● **SUPPLIED PASSAGE**
Postby Buc2 » Wed Nov 29, 2017 8:42 am

Automation: Not so dire as one might think. Of course, those of us in high-risk jobs would do very well to preemptively seek training in lower risk jobs now rather than wait until they find themselves out of a job due to automation.

Automation could kill 73 million U.S. jobs by 2030
Paul Davidson, USA TODAY , WZZM 7:15 AM. EST November 29, 2017

Automation could destroy as many as 73 million U.S. jobs by 2030, but economic growth, rising productivity and other forces could more than offset the losses, according to a new report by McKinsey Global Institute.

“The dire predictions that robots are going to take our jobs are overstated,” says Susan Lund, the group’s director of research and co-author of the study. “There will be enough jobs for everyone in most sectors.”

Yet maintaining full employment will require a huge overhaul of the economy and labor market that rivals or exceeds the nation’s massive shifts from agriculture- and manufacturing-dominated societies over the past 165 years, the report says.

“I think it’s going to be a difficult transition,” Lund says.

Machines and artificial intelligence are already spreading rapidly with the advent of with self-driving cars, software that can respond to customer service inquiries and robots that can man assembly lines, flip hamburgers and check store inventory.

● **RECORDED DATA**
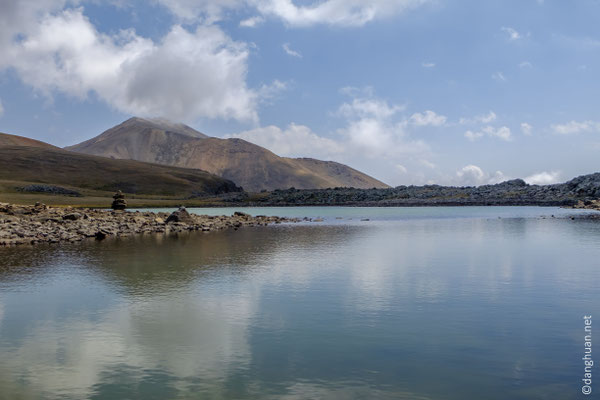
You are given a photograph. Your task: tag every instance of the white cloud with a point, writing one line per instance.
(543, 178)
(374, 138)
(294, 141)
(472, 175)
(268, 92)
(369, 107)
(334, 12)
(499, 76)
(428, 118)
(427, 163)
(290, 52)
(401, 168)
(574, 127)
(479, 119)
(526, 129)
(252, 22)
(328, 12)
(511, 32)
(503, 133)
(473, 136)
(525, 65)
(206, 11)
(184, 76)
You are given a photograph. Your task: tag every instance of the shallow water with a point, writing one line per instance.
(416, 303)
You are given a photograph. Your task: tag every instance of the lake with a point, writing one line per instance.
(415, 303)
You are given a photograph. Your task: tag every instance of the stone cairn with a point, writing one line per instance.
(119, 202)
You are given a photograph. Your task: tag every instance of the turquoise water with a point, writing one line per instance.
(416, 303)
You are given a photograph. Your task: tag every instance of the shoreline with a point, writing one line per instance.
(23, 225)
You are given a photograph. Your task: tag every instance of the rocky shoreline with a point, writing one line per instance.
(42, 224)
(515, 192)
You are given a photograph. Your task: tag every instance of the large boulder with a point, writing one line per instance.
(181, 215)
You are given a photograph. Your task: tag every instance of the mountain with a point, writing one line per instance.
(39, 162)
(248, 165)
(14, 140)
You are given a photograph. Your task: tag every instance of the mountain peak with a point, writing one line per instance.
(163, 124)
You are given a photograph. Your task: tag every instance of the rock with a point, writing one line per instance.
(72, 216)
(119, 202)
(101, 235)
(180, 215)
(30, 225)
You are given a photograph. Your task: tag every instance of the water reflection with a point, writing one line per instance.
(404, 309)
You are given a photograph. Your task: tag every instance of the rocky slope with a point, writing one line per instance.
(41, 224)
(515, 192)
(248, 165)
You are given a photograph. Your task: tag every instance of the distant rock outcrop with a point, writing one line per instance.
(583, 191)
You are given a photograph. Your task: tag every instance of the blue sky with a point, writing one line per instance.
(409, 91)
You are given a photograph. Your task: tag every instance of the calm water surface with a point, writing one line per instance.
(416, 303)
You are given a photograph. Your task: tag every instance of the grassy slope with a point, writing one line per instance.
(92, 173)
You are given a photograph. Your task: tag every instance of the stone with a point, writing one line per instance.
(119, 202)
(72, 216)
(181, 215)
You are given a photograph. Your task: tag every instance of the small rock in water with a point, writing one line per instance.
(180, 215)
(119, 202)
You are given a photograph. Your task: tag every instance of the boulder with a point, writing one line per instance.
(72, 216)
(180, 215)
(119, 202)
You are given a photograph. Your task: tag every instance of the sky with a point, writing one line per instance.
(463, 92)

● **WHAT THIS TASK INVOLVES**
Write the next few paragraphs of the article about automation and U.S. jobs, picking up right after its last sentence. You won't need the lines for this.

● **RESULT OF THE EXERCISE**
In a study early this year, McKinsey found that about half of all work activities globally have the technological potential to be automated, but the new report provides a more realistic assessment based on economic, social and technical factors. It concludes that from zero to a third of work activities could be displaced by 2030.

In the U.S., 39 million to 73 million jobs could be destroyed, but about 20 million of those displaced workers can be shifted fairly easily into similar occupations, though they may take on slightly different tasks, the report says. That means 16 million to 54 million workers — or as much as a third of the U.S. workforce — will need to be retrained for entirely new occupations.

Globally, up to 800 million workers could be displaced and as many as 375 million may need to learn new skills for new occupational categories. Advanced economies such as the U.S. that have higher wages are more vulnerable to the adoption of labor-saving technology.

The employment growth needed to replace the jobs eradicated will come in part from automation itself — the new workers needed to operate the machines, as well as the increased productivity and economic growth that automation will generate through bigger company profits and higher wages. Also, however, jobs will be created from rising incomes and consumption, an aging population that will demand more health care professionals and investment in infrastructure and renewable energy, the study says.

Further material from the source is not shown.